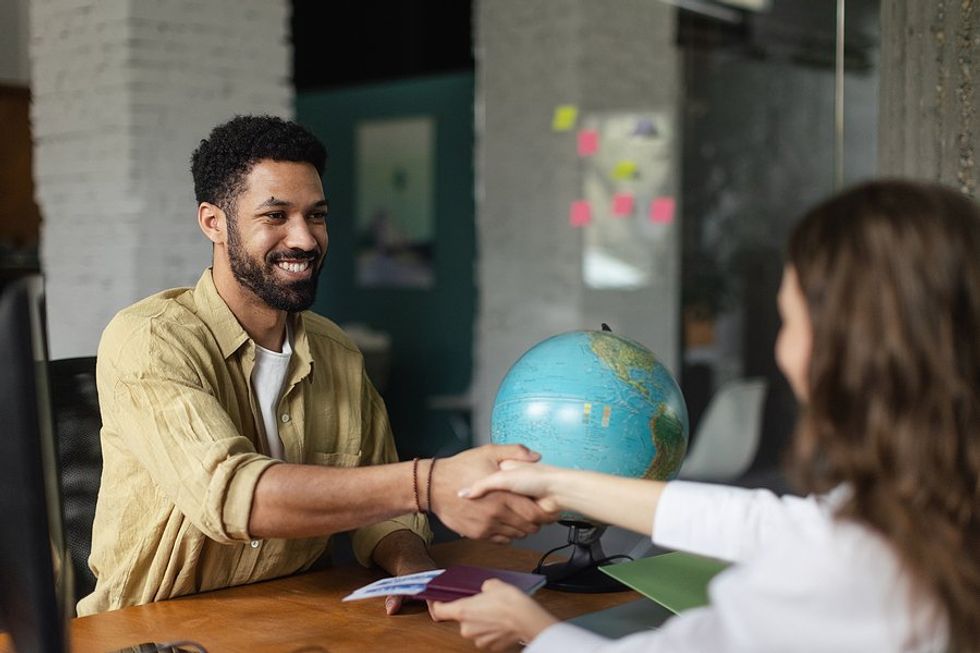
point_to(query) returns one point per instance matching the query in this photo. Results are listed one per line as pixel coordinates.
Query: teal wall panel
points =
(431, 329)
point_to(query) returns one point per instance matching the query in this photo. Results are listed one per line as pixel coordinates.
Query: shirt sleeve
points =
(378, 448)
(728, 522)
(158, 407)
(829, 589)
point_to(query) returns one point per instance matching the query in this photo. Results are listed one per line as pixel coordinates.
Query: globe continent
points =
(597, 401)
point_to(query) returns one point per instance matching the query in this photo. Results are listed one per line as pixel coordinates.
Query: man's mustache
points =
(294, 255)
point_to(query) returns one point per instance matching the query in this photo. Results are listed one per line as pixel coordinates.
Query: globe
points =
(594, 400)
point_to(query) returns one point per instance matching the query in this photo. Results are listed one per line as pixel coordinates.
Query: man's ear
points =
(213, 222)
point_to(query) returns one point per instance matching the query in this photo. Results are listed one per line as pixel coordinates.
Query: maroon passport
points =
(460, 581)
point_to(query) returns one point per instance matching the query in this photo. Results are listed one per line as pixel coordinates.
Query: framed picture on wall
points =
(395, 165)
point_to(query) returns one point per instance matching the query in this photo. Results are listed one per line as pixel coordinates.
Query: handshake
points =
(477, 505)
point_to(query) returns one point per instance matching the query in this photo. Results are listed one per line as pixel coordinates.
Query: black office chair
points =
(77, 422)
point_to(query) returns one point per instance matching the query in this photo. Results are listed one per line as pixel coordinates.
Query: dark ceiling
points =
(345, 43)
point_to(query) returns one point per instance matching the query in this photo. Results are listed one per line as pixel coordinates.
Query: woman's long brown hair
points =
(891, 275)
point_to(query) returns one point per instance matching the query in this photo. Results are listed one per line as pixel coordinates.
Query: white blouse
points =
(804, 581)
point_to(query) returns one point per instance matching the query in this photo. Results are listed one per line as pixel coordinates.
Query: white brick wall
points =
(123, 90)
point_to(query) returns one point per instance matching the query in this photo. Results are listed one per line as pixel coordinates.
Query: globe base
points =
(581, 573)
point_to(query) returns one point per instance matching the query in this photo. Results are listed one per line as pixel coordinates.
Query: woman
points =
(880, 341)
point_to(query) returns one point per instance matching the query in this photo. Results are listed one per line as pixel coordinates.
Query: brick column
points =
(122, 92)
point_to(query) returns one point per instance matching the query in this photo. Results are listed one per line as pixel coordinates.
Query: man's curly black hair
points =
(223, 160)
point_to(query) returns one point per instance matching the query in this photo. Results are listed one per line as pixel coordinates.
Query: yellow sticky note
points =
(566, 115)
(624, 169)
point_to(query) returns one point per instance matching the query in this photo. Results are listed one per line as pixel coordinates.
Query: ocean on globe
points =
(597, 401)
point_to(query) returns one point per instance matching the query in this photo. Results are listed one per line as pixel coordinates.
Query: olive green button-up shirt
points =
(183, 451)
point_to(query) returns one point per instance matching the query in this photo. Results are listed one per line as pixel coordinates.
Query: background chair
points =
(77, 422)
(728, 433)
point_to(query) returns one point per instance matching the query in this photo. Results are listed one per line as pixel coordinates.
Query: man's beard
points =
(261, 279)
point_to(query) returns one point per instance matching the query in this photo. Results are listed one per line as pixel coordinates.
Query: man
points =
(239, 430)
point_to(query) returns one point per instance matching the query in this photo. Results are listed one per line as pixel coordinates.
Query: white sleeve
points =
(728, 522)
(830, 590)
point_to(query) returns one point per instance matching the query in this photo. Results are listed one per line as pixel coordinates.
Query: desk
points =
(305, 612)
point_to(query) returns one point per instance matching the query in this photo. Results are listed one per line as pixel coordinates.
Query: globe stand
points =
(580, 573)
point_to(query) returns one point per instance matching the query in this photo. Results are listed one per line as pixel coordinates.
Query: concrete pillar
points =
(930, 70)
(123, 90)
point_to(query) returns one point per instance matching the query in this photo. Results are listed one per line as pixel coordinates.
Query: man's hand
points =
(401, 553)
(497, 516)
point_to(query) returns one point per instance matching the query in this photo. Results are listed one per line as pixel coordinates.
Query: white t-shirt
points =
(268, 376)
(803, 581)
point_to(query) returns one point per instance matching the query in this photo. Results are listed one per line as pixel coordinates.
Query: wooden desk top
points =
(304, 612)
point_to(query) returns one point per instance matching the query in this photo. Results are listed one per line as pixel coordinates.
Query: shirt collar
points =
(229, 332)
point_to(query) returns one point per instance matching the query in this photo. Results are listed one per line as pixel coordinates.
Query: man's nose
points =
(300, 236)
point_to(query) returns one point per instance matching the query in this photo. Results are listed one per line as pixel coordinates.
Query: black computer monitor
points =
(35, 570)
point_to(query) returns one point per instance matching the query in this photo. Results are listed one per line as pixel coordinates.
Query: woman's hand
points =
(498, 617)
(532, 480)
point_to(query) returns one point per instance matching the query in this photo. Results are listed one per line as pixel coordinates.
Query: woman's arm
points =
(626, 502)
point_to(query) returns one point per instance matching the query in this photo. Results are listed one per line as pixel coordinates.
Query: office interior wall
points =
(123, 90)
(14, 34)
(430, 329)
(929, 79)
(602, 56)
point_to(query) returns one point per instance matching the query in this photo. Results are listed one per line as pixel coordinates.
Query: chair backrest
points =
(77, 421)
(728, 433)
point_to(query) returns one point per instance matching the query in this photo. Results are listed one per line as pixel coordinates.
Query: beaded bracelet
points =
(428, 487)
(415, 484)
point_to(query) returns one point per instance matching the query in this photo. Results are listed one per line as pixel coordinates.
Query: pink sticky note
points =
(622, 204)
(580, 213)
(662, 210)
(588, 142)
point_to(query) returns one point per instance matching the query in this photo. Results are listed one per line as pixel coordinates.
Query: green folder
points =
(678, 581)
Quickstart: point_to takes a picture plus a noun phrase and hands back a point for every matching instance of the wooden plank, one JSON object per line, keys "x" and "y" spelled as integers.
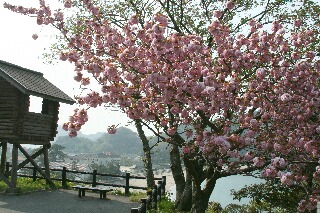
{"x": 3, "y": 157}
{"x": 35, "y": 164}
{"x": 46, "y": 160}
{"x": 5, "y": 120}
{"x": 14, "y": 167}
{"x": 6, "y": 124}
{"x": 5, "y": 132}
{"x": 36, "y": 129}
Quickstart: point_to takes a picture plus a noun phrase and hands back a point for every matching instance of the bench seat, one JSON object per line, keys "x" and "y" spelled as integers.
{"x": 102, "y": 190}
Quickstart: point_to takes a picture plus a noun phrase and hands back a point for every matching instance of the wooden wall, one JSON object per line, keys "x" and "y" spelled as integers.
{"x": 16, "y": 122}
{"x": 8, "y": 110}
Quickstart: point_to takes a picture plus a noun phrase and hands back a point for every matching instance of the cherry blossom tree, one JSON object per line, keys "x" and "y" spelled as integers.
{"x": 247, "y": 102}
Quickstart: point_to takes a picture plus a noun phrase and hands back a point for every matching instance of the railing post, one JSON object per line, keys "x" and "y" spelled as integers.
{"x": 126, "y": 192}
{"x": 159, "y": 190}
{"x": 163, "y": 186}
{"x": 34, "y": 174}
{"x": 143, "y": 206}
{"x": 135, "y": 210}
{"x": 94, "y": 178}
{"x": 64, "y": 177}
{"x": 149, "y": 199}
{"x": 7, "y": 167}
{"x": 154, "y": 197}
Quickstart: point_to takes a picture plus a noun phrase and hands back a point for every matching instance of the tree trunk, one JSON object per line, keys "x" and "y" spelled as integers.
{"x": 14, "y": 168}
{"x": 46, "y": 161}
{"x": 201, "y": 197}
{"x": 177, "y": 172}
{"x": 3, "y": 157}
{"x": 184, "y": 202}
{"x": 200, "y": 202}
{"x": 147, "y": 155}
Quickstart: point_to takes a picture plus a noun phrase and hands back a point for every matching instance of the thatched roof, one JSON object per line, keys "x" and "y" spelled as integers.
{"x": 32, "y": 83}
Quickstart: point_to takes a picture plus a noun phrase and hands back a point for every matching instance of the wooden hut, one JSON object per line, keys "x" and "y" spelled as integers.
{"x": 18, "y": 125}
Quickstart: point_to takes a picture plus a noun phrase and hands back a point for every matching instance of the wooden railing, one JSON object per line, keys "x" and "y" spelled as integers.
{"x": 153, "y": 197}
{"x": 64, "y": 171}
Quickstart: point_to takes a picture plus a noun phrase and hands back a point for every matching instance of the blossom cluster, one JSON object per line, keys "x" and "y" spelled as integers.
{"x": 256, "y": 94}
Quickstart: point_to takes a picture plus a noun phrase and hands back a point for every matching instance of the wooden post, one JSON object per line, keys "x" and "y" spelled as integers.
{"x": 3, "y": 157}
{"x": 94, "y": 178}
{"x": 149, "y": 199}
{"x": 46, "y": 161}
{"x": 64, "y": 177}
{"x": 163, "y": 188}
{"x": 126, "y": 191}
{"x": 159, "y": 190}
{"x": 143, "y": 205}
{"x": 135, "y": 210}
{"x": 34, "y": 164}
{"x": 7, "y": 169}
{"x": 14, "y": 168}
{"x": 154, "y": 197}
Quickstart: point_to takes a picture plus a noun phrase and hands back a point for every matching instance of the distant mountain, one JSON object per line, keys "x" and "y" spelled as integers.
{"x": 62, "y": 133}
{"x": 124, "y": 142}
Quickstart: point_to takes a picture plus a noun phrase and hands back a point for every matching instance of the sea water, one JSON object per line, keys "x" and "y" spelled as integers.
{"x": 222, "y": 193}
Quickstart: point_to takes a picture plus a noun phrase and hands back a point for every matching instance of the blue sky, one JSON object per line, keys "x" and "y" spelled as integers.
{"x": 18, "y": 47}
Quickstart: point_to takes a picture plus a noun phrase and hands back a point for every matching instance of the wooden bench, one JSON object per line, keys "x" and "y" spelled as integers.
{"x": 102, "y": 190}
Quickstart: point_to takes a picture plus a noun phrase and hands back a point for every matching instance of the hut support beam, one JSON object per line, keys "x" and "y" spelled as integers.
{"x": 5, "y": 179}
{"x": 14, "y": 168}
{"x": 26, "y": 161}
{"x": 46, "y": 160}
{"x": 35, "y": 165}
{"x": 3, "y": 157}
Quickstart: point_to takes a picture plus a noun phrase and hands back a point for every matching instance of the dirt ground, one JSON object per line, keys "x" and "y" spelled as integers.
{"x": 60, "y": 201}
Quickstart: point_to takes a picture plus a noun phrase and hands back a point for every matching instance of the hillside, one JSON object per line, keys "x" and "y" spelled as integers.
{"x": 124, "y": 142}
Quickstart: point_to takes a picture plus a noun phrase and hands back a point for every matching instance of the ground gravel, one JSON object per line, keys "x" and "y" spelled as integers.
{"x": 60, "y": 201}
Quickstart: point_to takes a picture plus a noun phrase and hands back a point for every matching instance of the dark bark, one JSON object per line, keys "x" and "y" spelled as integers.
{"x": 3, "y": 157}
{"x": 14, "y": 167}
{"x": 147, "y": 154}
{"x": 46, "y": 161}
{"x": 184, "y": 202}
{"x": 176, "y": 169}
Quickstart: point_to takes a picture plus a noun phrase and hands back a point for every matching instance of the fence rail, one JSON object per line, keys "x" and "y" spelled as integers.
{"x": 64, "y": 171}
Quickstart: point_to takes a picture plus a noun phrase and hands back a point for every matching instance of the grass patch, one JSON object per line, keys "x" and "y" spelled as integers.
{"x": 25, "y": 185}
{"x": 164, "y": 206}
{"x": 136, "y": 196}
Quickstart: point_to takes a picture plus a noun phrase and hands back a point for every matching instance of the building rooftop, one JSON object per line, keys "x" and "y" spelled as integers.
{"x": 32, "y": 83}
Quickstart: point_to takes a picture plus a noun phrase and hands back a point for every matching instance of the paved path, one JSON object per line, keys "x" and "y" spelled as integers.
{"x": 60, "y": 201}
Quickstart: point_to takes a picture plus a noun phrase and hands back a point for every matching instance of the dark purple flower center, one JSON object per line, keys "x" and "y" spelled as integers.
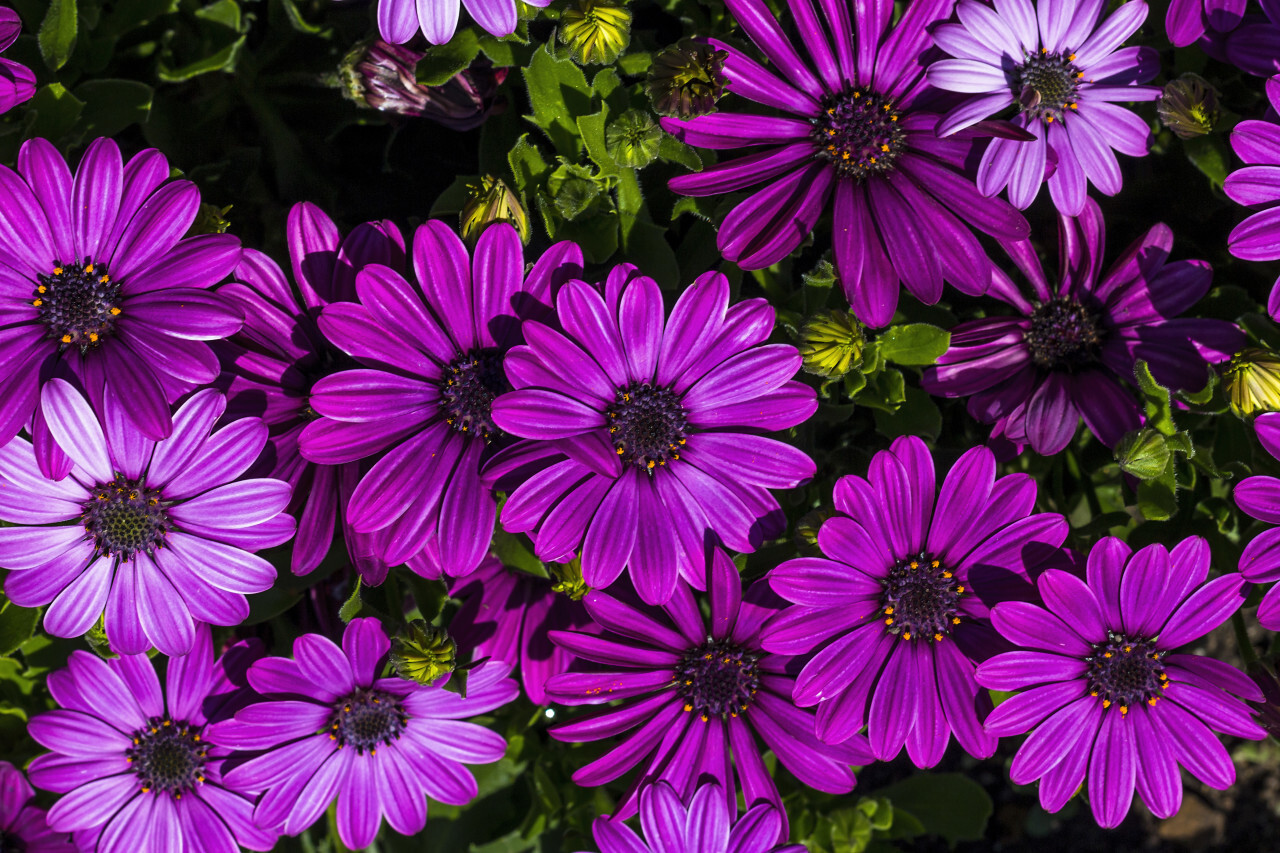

- Work task:
Without any picture, return exactly the lines of the records above from the first through the line that contains "Query: shirt sleeve".

- Exercise output:
point_to(query) returns one point per instance matching the query in this photo. Results are listed one per line as pixel coordinates.
Query: teal wall panel
points =
(431, 329)
point_to(query) returns one point per instance matching the query in this photo. Results are listed one per line as pixel coordinates.
Query: shirt sleeve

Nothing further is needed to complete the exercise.